→ Task description: Scale the entries from the line with "For the evaluation set, pick out each instance of the right" to the line with "x=518 y=169", both ends included. Give every line again, requests and their sample coordinates unchanged, but multiply each answer coordinate by 1.5 and round it to a whole number, with halves rounding up.

→ Given data:
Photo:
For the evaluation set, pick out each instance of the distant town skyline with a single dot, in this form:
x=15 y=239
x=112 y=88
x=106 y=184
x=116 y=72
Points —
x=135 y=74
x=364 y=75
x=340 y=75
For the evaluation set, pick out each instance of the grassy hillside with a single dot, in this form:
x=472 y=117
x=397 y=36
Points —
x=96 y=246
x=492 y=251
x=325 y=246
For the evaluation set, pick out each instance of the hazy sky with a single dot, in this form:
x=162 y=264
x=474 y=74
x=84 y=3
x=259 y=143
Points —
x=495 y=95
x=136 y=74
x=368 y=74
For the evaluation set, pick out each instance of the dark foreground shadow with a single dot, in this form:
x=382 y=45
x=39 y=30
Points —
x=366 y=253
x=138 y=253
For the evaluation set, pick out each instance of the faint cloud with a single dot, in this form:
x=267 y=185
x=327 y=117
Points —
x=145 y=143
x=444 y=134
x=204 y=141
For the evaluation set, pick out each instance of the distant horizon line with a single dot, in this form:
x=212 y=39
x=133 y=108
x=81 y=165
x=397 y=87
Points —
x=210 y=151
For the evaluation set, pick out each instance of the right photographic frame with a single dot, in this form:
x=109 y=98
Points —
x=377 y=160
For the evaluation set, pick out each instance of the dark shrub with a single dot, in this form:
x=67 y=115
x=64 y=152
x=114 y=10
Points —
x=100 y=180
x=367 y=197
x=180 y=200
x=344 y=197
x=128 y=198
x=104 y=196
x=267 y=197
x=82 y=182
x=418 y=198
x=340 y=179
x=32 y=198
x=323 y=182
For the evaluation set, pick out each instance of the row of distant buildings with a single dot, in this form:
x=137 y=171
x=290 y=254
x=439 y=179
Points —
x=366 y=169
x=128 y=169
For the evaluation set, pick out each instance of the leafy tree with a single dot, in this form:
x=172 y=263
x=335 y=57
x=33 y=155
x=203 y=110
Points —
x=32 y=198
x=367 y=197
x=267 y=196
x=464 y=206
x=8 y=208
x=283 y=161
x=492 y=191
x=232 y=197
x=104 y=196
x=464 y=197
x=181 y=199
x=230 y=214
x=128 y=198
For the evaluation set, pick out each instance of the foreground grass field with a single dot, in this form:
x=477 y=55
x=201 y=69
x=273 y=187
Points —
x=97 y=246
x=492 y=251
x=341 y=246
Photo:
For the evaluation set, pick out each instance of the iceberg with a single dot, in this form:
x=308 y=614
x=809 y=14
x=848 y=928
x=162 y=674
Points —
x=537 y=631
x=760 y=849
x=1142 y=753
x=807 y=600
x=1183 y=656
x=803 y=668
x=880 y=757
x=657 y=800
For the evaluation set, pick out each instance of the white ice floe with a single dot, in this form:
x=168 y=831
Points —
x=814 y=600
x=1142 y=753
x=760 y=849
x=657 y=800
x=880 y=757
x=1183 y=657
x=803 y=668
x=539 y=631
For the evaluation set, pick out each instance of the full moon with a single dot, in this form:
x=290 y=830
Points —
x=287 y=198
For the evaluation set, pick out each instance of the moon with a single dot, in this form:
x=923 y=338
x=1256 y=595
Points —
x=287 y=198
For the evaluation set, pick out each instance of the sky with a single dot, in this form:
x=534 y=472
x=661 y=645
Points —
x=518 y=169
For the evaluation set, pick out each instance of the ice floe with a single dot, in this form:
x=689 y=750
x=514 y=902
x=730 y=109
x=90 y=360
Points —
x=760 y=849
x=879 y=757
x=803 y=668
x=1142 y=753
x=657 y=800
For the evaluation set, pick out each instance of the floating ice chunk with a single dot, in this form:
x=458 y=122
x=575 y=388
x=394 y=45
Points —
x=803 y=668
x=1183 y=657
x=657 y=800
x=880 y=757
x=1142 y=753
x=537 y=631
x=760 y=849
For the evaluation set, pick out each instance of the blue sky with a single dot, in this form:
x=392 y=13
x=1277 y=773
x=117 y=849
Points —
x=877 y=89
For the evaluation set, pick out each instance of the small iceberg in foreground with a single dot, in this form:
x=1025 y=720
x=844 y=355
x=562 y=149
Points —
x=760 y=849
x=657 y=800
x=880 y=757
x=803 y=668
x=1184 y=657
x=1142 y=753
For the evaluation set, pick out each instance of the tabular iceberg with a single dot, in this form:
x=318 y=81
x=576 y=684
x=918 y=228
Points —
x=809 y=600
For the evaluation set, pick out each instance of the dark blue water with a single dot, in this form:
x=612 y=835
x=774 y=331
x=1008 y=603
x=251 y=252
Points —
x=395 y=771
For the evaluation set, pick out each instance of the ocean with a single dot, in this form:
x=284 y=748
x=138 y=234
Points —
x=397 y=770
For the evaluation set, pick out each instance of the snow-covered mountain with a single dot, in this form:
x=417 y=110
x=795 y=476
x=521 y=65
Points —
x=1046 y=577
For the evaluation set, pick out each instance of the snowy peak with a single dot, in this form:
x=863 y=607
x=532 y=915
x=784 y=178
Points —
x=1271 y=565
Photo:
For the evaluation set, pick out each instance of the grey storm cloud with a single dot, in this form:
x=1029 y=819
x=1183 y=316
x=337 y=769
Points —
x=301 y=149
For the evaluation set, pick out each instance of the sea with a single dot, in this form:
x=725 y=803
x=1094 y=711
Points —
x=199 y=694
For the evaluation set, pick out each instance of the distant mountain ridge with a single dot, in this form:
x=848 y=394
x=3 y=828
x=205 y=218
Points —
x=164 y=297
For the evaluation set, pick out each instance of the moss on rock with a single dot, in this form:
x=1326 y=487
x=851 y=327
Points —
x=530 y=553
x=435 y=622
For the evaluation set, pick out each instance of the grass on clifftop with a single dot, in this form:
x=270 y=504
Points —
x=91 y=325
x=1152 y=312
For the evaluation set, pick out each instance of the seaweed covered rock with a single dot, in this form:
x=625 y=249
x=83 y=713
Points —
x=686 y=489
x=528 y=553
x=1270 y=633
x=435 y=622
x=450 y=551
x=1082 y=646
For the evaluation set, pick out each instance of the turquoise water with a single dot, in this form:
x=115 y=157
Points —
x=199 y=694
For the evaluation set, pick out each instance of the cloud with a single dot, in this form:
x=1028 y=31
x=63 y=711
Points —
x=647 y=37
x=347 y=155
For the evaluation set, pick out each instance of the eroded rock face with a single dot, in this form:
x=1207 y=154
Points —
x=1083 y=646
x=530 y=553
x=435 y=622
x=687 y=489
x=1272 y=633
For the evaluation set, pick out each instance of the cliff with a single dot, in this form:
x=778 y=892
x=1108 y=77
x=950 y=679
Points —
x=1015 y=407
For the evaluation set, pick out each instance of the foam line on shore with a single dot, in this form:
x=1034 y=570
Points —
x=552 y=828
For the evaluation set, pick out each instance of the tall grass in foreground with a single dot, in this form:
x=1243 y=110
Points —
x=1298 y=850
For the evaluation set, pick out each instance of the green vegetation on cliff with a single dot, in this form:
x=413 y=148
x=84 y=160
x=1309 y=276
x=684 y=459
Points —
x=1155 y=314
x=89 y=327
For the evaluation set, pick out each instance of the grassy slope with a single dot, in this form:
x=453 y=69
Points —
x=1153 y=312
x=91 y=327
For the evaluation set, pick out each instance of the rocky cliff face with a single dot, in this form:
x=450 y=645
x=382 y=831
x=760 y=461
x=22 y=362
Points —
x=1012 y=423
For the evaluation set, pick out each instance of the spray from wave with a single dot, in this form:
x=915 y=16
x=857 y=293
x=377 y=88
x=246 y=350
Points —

→ Written answer:
For the evaluation set, pick out each instance of the right photographic frame with a single dot, in this form:
x=109 y=98
Points —
x=566 y=240
For the evaluation set, pick out each instance of the dark shrub with a single dot, in this form:
x=67 y=115
x=64 y=152
x=114 y=10
Points —
x=150 y=270
x=551 y=296
x=270 y=300
x=516 y=296
x=192 y=297
x=156 y=294
x=401 y=296
x=123 y=273
x=627 y=297
x=510 y=269
x=48 y=297
x=485 y=273
For the evaluation set, pick out each instance of the row of distant buildings with a single dot, in this form:
x=137 y=171
x=290 y=254
x=439 y=179
Points —
x=549 y=254
x=192 y=254
For the evaluation set, pick out each instance of the leafy tree with a single dot, in this form:
x=172 y=263
x=335 y=57
x=33 y=155
x=203 y=110
Points —
x=48 y=297
x=551 y=296
x=401 y=294
x=696 y=309
x=12 y=312
x=425 y=242
x=738 y=287
x=348 y=296
x=156 y=294
x=696 y=296
x=272 y=299
x=345 y=321
x=192 y=297
For the evaluation set, pick out each instance of the foreground grass field with a single dot, in this form:
x=477 y=55
x=201 y=69
x=273 y=187
Points —
x=146 y=369
x=738 y=377
x=512 y=369
Photo:
For the evaluation set, pick out each instance of the iceberg with a single dot, in this form:
x=308 y=614
x=809 y=14
x=848 y=928
x=162 y=674
Points —
x=806 y=947
x=1140 y=1274
x=1713 y=1130
x=1211 y=900
x=1775 y=984
x=1205 y=1002
x=1320 y=1136
x=986 y=1200
For the evaluation set, pick out each instance of the white ice floe with a single dot, in this form:
x=168 y=831
Points —
x=1221 y=900
x=1713 y=1130
x=1140 y=1274
x=986 y=1200
x=1320 y=1136
x=1775 y=986
x=1205 y=1002
x=809 y=947
For the evaluation set, pick out each instance of the full moon with a single dot, in this form:
x=290 y=830
Points —
x=431 y=297
For the evaluation set, pick out each instance of the moon with a single dot, in this form:
x=923 y=338
x=1256 y=595
Points —
x=431 y=297
For the evaluation set, pick out each instance of the sky with a single dot, in this form:
x=534 y=472
x=661 y=645
Points —
x=777 y=254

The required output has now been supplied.